## Problem to solve:
Print exactly the lines from the line with "cliff face with a point." to the last line of the data, please, both included.

[BEGIN Input]

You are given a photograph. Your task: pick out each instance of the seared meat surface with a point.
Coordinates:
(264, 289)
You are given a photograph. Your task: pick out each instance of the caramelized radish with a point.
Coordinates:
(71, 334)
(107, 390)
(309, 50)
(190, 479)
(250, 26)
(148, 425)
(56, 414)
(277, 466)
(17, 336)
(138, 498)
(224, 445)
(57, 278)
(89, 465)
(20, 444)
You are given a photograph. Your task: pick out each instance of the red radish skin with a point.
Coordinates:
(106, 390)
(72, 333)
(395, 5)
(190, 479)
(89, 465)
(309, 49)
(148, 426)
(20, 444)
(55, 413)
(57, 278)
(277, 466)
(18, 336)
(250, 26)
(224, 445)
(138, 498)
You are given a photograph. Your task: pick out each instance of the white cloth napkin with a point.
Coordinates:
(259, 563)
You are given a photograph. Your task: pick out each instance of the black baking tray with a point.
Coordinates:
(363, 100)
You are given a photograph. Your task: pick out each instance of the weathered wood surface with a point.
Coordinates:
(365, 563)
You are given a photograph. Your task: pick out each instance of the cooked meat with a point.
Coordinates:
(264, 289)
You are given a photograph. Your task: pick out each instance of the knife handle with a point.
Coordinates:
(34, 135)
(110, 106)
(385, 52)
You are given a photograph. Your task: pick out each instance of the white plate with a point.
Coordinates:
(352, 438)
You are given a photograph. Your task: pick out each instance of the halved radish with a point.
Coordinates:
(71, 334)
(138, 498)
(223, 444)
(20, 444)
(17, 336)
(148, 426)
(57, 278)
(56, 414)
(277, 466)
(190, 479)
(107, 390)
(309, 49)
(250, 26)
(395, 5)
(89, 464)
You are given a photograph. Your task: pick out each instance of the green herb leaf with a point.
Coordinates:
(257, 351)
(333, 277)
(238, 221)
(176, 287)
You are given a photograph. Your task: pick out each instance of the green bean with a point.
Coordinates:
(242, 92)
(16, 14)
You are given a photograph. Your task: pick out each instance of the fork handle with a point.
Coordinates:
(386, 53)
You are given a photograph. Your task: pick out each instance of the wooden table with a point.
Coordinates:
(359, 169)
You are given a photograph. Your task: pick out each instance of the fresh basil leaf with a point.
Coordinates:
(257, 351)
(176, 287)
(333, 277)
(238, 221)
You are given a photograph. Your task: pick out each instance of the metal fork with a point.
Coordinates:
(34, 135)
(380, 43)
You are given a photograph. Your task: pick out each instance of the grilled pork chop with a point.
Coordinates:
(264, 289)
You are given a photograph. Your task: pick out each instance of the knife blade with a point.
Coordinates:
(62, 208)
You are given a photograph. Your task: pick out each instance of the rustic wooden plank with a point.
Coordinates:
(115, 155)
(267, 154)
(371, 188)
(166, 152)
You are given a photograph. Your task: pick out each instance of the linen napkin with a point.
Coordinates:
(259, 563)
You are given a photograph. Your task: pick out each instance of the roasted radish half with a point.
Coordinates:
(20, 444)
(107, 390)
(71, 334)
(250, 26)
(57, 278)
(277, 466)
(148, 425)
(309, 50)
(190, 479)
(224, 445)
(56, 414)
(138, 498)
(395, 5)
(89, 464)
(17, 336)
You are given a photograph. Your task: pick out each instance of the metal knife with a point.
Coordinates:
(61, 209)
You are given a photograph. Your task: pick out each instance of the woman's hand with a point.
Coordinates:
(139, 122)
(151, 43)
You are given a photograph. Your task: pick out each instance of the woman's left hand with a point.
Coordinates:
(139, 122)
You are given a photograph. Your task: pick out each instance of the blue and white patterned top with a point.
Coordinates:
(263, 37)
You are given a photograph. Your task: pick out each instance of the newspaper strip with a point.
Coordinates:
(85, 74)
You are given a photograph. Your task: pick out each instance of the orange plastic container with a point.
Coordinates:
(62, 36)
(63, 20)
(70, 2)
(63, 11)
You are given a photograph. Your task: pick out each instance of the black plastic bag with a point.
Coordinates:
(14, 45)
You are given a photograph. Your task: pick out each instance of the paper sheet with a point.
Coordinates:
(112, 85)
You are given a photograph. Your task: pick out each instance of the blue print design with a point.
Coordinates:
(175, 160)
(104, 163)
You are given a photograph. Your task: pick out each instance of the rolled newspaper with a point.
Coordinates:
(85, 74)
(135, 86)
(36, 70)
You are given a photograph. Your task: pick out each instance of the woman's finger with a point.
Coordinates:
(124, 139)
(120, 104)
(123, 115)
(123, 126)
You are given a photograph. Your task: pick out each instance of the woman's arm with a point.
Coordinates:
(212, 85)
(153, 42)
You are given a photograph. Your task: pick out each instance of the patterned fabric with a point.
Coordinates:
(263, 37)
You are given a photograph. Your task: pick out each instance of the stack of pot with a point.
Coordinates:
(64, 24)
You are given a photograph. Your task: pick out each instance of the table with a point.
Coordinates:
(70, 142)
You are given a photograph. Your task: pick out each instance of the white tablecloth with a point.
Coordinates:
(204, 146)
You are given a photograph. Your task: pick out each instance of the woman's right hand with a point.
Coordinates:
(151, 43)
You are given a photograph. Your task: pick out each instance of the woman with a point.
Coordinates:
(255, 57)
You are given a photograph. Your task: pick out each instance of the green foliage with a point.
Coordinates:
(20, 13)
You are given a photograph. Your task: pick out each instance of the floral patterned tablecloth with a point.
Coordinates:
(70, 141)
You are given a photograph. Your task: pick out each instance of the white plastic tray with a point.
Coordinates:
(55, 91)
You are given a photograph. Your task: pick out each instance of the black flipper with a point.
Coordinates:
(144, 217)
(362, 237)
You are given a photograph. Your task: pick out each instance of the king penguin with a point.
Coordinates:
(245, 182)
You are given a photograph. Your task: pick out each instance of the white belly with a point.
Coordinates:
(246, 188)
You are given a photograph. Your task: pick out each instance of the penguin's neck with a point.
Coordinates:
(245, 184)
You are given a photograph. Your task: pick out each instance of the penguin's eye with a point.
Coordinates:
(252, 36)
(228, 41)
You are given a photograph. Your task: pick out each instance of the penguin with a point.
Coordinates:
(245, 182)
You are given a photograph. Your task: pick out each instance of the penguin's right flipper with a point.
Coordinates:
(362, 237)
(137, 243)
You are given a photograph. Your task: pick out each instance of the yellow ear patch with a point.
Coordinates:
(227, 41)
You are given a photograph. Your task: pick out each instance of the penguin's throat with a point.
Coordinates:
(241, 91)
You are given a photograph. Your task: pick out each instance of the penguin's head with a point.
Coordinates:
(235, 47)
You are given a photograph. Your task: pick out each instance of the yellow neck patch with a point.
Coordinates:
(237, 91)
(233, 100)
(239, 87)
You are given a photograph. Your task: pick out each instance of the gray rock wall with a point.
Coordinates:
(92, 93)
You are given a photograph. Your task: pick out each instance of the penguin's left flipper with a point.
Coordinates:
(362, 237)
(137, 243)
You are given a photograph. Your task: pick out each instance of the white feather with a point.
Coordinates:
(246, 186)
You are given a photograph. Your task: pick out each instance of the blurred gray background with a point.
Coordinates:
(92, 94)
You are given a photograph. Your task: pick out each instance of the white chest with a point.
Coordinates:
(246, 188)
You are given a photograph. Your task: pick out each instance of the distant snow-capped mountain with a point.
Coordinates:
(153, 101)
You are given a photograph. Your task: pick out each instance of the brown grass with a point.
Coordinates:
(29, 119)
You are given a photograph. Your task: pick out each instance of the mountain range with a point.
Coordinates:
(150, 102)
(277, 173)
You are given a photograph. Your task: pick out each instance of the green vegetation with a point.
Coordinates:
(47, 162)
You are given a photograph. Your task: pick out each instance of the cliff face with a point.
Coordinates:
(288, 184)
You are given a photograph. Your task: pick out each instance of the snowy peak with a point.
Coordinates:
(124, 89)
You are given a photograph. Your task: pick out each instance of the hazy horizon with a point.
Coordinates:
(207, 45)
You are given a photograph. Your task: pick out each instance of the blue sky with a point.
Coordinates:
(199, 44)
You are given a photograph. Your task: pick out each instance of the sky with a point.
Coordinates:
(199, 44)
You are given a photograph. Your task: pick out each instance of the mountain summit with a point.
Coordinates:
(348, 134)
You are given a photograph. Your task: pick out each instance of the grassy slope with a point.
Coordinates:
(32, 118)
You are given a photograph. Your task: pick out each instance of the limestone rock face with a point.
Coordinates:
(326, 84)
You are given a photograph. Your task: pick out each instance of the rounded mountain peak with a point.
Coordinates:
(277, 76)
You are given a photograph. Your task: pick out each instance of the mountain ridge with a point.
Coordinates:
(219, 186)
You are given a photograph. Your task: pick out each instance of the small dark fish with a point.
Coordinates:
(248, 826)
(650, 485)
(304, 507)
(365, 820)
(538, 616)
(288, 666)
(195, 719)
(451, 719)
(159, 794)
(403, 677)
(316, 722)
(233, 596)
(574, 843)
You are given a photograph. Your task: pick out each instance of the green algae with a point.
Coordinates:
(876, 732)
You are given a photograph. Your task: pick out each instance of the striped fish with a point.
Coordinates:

[END Input]

## Finished answer:
You are given a photograph. Your task: pick out each instance of the cliff face with a point.
Coordinates:
(288, 184)
You are given a photograph. Your task: pick out each instance of the snowy peak with a point.
Coordinates:
(124, 89)
You are given a photograph. Your task: pick out each instance of the hazy horizon with a point.
Coordinates:
(207, 45)
You are given a photograph. Your task: pick out each instance of the blue sky with a point.
Coordinates:
(199, 44)
You are given a photograph. Your task: pick out each instance of the sky with a point.
Coordinates:
(199, 44)
You are given a photograph. Your task: pick out each instance of the mountain summit with a point.
Coordinates:
(348, 134)
You are given a photograph. Your task: pick out each instance of the grassy slope with a point.
Coordinates:
(32, 118)
You are given a photograph. Your task: pick out each instance of the limestone rock face with a point.
Coordinates:
(326, 84)
You are given a photograph. Your task: pick out each instance of the rounded mountain peak with a point.
Coordinates:
(277, 76)
You are given a photograph. Your task: pick out each instance of the mountain ridge with a point.
Coordinates:
(219, 186)
You are given a photograph. Your task: pick out each instance of the small dark fish with a point.
Coordinates:
(248, 826)
(650, 485)
(304, 507)
(365, 820)
(538, 616)
(288, 666)
(195, 719)
(451, 719)
(159, 794)
(403, 677)
(316, 722)
(233, 596)
(574, 843)
You are given a photograph. Your task: pick out each instance of the green algae with a point.
Coordinates:
(876, 732)
You are given a photograph. Your task: pick out each instance of the striped fish with a point.
Coordinates:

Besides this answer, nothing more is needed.